:: PROMPT A ::
Rewrite the paragraph of the passage about Beyond Obamacare that begins "As House notes" in fewer words, keeping its main facts.
:: PROMPT B ::
Output the stretch of the passage about Beyond Obamacare from "Beyond Obamacare: Life, Death, and" through "20% of GDP.", word for word.
:: PROMPT C ::
Go on with the passage about Beyond Obamacare, picking up after its final sentence.

:: PASSAGE TO READ ::

┌──

Beyond Obamacare: Life, Death, and Social Policy (2015), a new book by sociologist and public health expert James S. House, advances a provocative new analysis of America’s health care crisis. How is it possible that the United States spends more than any other nation on health care and insurance, yet has simultaneously witnessed a decline in population health relative to other wealthy—and even some developing—nations? In Beyond Obamacare, House shows that health care reforms, including the Affordable Care Act, cannot resolve this crisis because they do not focus on the underlying causes for the nation’s poor health outcomes, which are largely social, economic, environmental, psychological, and behavioral. And it is these poor health outcomes that drive America’s unparalleled spending on health care, now approaching 20% of GDP.

As House notes, socioeconomic determinants such as education and income have significant consequences for individuals’ health outcomes. For example, though mortality rates declined for the population as a whole between 1960 and 1986, they declined more rapidly among the highly educated. As the figure below shows, educational differences in death rates grew for both men and women during this time period. And, House points outs, “Analyses in Canada found much the same, even after a quarter-century of national health insurance.”

In 1986, House and his colleagues launched the Americans’ Changing Lives (ACL) study, a 26-year survey of adult Americans over the age of 25 that measured differences in the way health changes with age across subgroups of the population, including men versus women, blacks versus whites, smokers versus nonsmokers, and higher versus lower income, among other factors. House found that the strongest predictors of successful health maintenance and effective functioning over one’s life course were education and income. As the graph below shows, the survey respondents with the lowest education (less than high school) showed an almost linear decline in functional health from early adulthood to old age. By contrast, the most highly educated group (college degree or higher) showed notable rectangularization and compression—or, in other words, maintained good health for a longer period of their lives. The less educated showed delinces in health by their 30s not seen in the higher educated until their 60s. And this was evident when the study began in 1986, and observed over time as the sample became 25 to 26 years older by 2011-12.

└──

:: SUPPLIED RECORDS ::
┌──

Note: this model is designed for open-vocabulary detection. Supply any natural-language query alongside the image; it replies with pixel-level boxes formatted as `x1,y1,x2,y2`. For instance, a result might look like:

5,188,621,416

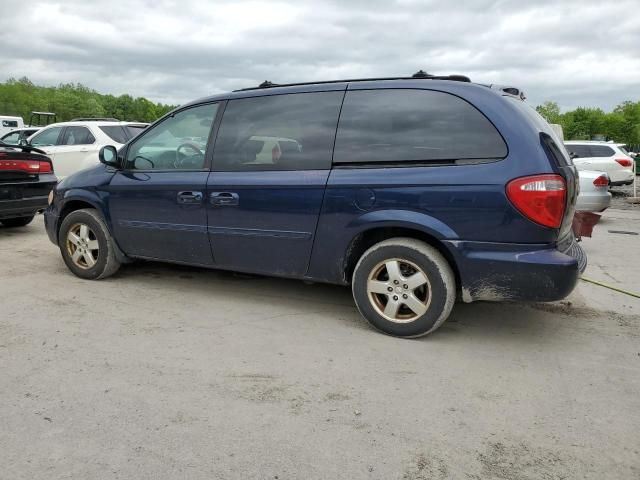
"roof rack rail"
234,70,471,92
69,117,120,122
484,83,527,101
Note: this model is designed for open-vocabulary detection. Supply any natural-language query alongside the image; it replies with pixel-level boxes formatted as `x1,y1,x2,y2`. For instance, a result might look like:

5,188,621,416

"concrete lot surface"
0,210,640,480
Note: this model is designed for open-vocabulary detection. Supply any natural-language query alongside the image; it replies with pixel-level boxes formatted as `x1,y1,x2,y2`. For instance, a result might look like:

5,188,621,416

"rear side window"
62,127,96,145
565,144,591,158
213,92,344,171
2,132,21,145
99,125,129,143
334,90,507,163
29,127,62,147
590,145,615,157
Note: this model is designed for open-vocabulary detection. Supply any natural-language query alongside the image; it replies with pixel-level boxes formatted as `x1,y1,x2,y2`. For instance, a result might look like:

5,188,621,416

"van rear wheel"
352,238,456,337
0,215,35,228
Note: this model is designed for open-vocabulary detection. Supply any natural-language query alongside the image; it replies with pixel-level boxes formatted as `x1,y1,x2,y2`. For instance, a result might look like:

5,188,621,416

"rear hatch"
0,146,55,201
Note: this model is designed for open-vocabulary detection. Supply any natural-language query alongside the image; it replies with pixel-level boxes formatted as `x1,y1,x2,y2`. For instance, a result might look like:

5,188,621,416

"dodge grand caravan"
45,73,586,337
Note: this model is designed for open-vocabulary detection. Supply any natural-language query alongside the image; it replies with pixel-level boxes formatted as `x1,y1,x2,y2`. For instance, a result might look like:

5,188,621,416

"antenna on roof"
411,69,433,78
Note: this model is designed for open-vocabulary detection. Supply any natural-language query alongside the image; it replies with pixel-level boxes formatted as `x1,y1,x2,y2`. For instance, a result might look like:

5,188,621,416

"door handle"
178,192,202,205
209,192,240,207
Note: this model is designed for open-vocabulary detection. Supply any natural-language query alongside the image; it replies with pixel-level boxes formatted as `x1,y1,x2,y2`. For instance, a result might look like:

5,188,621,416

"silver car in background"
576,170,611,212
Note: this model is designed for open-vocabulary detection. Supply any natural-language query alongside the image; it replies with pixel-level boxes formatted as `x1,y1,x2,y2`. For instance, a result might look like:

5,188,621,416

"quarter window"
29,127,62,147
334,89,507,163
2,132,21,145
127,103,218,170
213,92,343,171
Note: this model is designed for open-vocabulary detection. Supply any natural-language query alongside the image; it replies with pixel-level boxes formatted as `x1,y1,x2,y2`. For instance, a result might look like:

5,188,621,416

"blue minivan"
45,73,586,337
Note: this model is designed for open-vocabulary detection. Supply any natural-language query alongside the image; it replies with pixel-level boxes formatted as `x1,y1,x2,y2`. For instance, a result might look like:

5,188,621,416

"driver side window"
126,103,218,170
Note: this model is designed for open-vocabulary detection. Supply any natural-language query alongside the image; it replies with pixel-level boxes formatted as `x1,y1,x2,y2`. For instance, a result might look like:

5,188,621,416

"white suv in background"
28,118,148,179
564,140,633,186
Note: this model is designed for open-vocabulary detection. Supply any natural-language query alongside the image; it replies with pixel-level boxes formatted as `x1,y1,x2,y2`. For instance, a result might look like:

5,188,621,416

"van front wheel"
352,238,456,337
58,208,120,280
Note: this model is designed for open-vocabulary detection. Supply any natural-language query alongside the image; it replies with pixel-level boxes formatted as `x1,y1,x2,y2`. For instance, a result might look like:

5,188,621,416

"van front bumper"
445,237,587,302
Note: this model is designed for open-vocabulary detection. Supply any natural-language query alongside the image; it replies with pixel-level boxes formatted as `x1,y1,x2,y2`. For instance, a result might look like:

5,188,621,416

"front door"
108,103,218,265
207,91,344,276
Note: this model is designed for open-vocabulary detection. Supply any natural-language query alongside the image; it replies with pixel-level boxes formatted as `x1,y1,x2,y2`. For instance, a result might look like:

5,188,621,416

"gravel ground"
610,176,640,212
0,215,640,480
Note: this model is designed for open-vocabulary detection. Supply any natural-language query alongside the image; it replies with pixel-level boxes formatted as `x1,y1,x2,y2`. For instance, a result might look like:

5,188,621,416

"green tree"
536,101,560,123
0,77,174,122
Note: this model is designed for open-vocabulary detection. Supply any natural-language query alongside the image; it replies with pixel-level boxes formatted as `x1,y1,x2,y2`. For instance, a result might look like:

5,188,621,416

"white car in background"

└──

:: TASK ANSWER A ::
House observes that education and income strongly shape health. Between 1960 and 1986, death rates fell for the whole population but fell faster among the highly educated, so educational gaps in mortality widened for both men and women. He adds that studies in Canada found much the same, even after a quarter-century of national health insurance.

:: TASK ANSWER B ::
Beyond Obamacare: Life, Death, and Social Policy (2015), a new book by sociologist and public health expert James S. House, advances a provocative new analysis of America’s health care crisis. How is it possible that the United States spends more than any other nation on health care and insurance, yet has simultaneously witnessed a decline in population health relative to other wealthy—and even some developing—nations? In Beyond Obamacare, House shows that health care reforms, including the Affordable Care Act, cannot resolve this crisis because they do not focus on the underlying causes for the nation’s poor health outcomes, which are largely social, economic, environmental, psychological, and behavioral. And it is these poor health outcomes that drive America’s unparalleled spending on health care, now approaching 20% of GDP.

:: TASK ANSWER C ::
Beyond Obamacare demonstrates that the problems of our struggling health care and insurance system are interconnected with our large and growing social disparities in education, income, and other conditions of life and work. House calls for a complete reorientation of how we think about health, concluding that we need to move away from our near-exclusive focus on biomedical determinants of health, and instead place more emphasis on addressing social, economic, and other inequalities. He argues that policies which provide expanded educational opportunities, more and better jobs and income, reduced racial/ethnic discrimination and segregation, and improved neighborhood quality will enhance population health and quality of life, and thus help curb health spending. As House states, “Evidence increasingly indicates that almost all forms of public policy have health effects and thus should be considered in relation to, and even as part of, health policy.”